Coordinate annotation entries:
>>

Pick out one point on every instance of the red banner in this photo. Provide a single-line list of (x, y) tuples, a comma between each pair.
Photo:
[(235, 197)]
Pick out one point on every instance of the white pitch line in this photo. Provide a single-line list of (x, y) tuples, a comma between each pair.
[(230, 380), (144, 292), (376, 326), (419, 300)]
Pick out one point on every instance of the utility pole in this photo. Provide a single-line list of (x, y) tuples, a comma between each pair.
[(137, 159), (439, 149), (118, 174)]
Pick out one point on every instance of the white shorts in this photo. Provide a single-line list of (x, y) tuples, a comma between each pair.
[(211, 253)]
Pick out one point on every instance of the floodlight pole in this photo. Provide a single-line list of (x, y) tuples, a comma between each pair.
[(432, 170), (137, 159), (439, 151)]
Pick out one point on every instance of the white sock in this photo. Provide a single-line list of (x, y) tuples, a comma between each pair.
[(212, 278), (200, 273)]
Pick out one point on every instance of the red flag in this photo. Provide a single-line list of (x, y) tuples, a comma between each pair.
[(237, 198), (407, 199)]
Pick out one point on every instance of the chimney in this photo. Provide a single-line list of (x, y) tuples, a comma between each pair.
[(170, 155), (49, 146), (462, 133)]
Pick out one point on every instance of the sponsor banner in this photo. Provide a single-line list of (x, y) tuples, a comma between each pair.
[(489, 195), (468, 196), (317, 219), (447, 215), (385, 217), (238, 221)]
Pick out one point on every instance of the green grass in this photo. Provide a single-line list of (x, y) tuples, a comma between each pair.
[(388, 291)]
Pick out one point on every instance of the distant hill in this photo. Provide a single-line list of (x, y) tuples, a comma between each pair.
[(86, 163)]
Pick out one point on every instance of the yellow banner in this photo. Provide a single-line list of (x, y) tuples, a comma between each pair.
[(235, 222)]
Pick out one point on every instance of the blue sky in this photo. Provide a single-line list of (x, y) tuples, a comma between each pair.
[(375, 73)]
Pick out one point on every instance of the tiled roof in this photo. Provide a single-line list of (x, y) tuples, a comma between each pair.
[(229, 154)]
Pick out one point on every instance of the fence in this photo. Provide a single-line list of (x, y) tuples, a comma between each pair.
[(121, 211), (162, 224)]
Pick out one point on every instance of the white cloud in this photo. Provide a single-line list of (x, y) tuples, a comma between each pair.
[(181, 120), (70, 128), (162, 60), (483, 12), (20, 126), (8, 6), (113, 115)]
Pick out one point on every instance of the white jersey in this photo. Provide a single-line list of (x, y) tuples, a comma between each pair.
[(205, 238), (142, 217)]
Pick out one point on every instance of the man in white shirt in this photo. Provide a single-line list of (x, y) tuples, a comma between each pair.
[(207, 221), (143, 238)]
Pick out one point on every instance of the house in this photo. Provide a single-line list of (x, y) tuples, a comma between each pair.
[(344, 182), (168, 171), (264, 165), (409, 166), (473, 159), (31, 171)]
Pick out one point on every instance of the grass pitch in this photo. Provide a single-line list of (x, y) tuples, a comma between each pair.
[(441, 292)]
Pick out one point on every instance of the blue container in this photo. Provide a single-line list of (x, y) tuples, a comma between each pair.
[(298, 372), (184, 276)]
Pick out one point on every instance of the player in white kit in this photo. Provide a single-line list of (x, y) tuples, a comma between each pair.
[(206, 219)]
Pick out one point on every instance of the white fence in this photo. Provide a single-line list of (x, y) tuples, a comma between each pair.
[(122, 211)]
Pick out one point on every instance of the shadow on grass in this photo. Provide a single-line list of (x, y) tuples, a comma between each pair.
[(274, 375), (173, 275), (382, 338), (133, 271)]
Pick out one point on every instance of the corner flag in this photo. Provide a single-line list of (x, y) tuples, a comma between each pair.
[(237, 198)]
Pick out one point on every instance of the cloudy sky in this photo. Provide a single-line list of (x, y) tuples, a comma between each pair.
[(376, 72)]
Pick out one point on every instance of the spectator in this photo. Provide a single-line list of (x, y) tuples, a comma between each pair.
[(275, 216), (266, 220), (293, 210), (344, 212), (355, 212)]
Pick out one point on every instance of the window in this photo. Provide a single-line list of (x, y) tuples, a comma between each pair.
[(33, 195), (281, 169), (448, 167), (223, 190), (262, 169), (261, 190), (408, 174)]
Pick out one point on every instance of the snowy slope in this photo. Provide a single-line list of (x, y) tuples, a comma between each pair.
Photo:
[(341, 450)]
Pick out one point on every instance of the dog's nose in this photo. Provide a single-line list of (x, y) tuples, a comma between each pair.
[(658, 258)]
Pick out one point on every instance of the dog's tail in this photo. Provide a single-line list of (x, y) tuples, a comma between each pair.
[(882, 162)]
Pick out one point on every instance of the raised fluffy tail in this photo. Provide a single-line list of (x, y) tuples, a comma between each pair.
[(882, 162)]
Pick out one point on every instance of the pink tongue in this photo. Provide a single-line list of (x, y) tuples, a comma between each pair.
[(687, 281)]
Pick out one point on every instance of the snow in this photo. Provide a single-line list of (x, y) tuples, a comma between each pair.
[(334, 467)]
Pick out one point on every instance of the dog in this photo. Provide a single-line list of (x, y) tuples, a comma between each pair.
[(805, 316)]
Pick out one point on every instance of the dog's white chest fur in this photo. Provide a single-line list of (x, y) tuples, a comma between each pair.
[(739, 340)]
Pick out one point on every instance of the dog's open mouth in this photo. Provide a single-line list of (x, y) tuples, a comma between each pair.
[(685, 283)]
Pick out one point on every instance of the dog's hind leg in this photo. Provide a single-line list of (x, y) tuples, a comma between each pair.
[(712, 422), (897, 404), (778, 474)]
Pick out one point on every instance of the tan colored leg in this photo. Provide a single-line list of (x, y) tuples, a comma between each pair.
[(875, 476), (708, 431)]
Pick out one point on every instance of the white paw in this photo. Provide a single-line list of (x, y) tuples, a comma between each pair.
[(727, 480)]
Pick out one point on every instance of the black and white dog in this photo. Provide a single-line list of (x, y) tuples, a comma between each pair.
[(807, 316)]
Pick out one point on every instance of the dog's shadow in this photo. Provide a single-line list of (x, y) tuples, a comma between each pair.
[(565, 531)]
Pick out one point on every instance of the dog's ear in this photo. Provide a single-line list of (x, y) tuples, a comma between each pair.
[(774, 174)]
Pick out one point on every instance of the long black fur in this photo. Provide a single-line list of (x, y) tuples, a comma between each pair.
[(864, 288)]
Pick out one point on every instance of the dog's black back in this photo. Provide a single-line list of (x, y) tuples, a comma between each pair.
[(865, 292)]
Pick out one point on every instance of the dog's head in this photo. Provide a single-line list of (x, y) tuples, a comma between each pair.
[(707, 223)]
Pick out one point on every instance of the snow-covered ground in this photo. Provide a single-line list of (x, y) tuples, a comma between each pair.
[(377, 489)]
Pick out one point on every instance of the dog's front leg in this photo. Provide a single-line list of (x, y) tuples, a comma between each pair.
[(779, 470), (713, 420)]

<<

**What to do:** Rewrite all of the rows above, swapping "Pick out" for "Mark" and keeping everything else the same.

**Response:**
Mark one point on every instance of the red banner in this photo. Provide a single-line list of (x, y) tuples, a comma between each pair.
Photo:
[(235, 197)]
Mark one point on every instance of the white pitch line in this photo. Provide a single-line list of (x, y) tuples, a comma between each pair.
[(230, 380), (144, 292), (376, 326), (419, 300)]
Mark one point on every instance of the utility pole in this photo. Provide a single-line list of (x, y) tuples, a comma between each pair.
[(137, 159), (439, 149), (118, 174)]
Mark one point on every instance of the white shorts in this photo. Provide a single-line list of (x, y) tuples, a comma between each pair.
[(211, 253)]
Mark one point on every instance of the floodlight pole in this photo. Provide a single-line list of (x, y) tuples, a comma between each pair.
[(432, 170), (137, 159), (439, 151)]
Mark one point on every instance of the white sock in this photo. Provide a single-line list of (x, y) tuples, a comma between each pair.
[(212, 278), (200, 273)]
Mark one point on every instance of the red flag in this photo. Provide a single-line list of (x, y) tuples, a comma between each pair.
[(237, 198), (407, 199)]
Mark one point on every instance of the chimney in this photo. Provide a single-line list of (x, y) tuples, a comma between each pair.
[(170, 155), (49, 146), (462, 133)]
Mark one point on every instance of the sponsor banner in this photo. Provide a single-line list of (x, y) tuples, a comma between each pair.
[(489, 195), (468, 196), (317, 219), (447, 215), (385, 217), (238, 221)]
Mark one point on every instance of the green grass in this photo. Provide a single-line list of (x, y) tuples, a comma between each pair.
[(388, 291)]
Mark one point on every instance of the distant hill in this photo. Provide a single-line list of (x, y) tuples, a comma between each pair.
[(86, 163)]
Mark one point on every instance of the yellow banner in this photo. Provide a single-line list of (x, y) tuples, a comma between each pair.
[(235, 222)]
Mark one point on every instance of the blue sky in this photo. Provide a single-line list of (x, y) tuples, a comma between each pair.
[(375, 73)]
Mark one point on every instance of the tiled roof in this photo. Provide a single-line list of (x, y) tuples, a comma between each pair.
[(229, 154)]
Mark one point on every instance of the fence in this photo. Provide a single-line list of (x, y) tuples, a comma between each pair.
[(121, 211), (162, 224)]
Mark one point on every instance of the white cloud in this photo. Provide a single-line list of (x, y) tuples, a comma between each pair.
[(181, 120), (70, 128), (162, 60), (483, 12), (20, 126), (8, 6), (113, 115)]
Mark one point on every instance of the white jersey in this photo. Provide a single-line list of (x, y) tuples, a comma between each pair.
[(205, 238), (142, 217)]
Mark one point on every instance of the man in white shirt in this photo. Provide a single-line list of (x, y) tuples, a comma between each pair.
[(207, 221), (143, 238)]
Mark one point on every instance of the house in this photo. Provide a single-line list of (x, y) tuples, a comma between each pair.
[(344, 182), (168, 171), (264, 165), (409, 166), (473, 159), (31, 171)]
Mark one point on every instance of the grass pitch in this photo. Provide a single-line list of (x, y) tuples, a comma between each pair.
[(441, 292)]
Mark one point on every instance of the blue container in this photo. Provide a single-line list of (x, y) tuples, a comma between each pair.
[(298, 372), (184, 276)]
Mark one point on every instance of the player in white kit in this photo. Provide a single-line list of (x, y) tuples, a comma between each pair.
[(206, 219)]
Mark one point on every instance of the white fence in this photo. Provide a single-line list of (x, y) tuples, a comma between each pair.
[(122, 211)]
Mark one point on every instance of the shadow on grass in this photo. Provide a single-line list of (x, y) tuples, a comma between each pair.
[(274, 375), (173, 275), (382, 338), (133, 271)]
Mark one point on every instance of the corner flag in this photo. Provide a single-line list of (x, y) tuples, a comma between each pair.
[(237, 198)]
Mark one point on every instance of the cloudy sky in this photo. Provide a single-line list of (x, y) tuples, a comma between each pair.
[(376, 72)]
Mark one point on every instance of the spectator in this photo. Provide a single-line list of (x, y) tuples, a comma between each pair.
[(275, 216), (266, 220), (293, 210), (344, 212), (355, 212)]
Mark one point on every instance of the window in this photo. Provide a single-line list of (x, y) tuples, a comma between each pair.
[(33, 195), (281, 169), (448, 167), (223, 190), (262, 169), (261, 190), (408, 174)]
Mark one point on every instance of the snowy slope in this photo. Provide a single-line list of (x, y) tuples, a comma between each pair.
Photo:
[(341, 450)]
Mark one point on every instance of the dog's nose in this photo. Provide a single-line list of (x, y) tuples, a comma between each pair.
[(658, 258)]
Mark one point on every instance of the dog's tail in this photo. Provide a single-line list of (x, y) tuples, a comma between each pair.
[(882, 162)]
Mark one point on every instance of the raised fluffy tail in this photo. Provide a single-line list of (x, y) tuples, a comma between each pair.
[(882, 162)]
Mark one point on every instance of the pink tongue in this photo. Provide a single-line list of (x, y) tuples, a comma between each pair.
[(687, 281)]
Mark one point on every instance of the snow in this photo. Provide a single-line list of (x, y) tuples, a comma between each pair.
[(334, 467)]
Mark one point on every instance of the dog in this photo. Provide a single-line list of (x, y) tuples, a comma between each pair.
[(805, 316)]
Mark one point on every instance of the dog's white chest fur in this photo. Provide a single-line list of (x, y) tuples, a comma between each pair.
[(739, 340)]
Mark one point on every instance of the dog's open mouth in this photo. Provide a single-line list of (x, y) tuples, a comma between each pair.
[(685, 283)]
Mark one point on every instance of the dog's hind leg in this photo. Provide a single-line list of (x, y) tuples, a comma between each pair.
[(712, 422), (897, 404), (778, 474)]
Mark one point on every instance of the tan colored leg in this photo. Provide a single-line list of (x, y) tuples, a comma between each pair.
[(875, 476), (708, 431)]
Mark one point on every instance of the white paw in this photo. Provide a single-line list of (x, y) tuples, a comma between each pair.
[(727, 480)]
Mark one point on every instance of the black and white dog in this photo. Provide a single-line list of (x, y) tuples, a comma between each pair.
[(807, 316)]
Mark one point on every instance of the dog's shadow in this photo. Provide a single-line list of (x, y) tuples, a comma between each pair.
[(565, 531)]
Mark one point on every instance of the dog's ear in this photo. Provide a single-line list of (x, y) tuples, a comma between each pair.
[(774, 174)]
Mark one point on every instance of the long black fur in this photo. Provide a single-line list of (x, y) tuples, a comma between each pair.
[(864, 288)]
Mark one point on every instance of the dog's black back in this photo. Provide a single-line list of (x, y) tuples, a comma between each pair.
[(865, 292)]
Mark one point on every instance of the dog's head in this photo. Provide a single-line list of (x, y) tuples, a comma between each pair.
[(707, 223)]
Mark one point on every instance of the snow-covered ground in this photo. Provide a single-line list of (x, y) tuples, a comma between each pair.
[(377, 489)]
Mark one point on every instance of the dog's front leg in this photo. Provide a single-line list of (x, y) tuples, a comma between each pair.
[(779, 470), (713, 420)]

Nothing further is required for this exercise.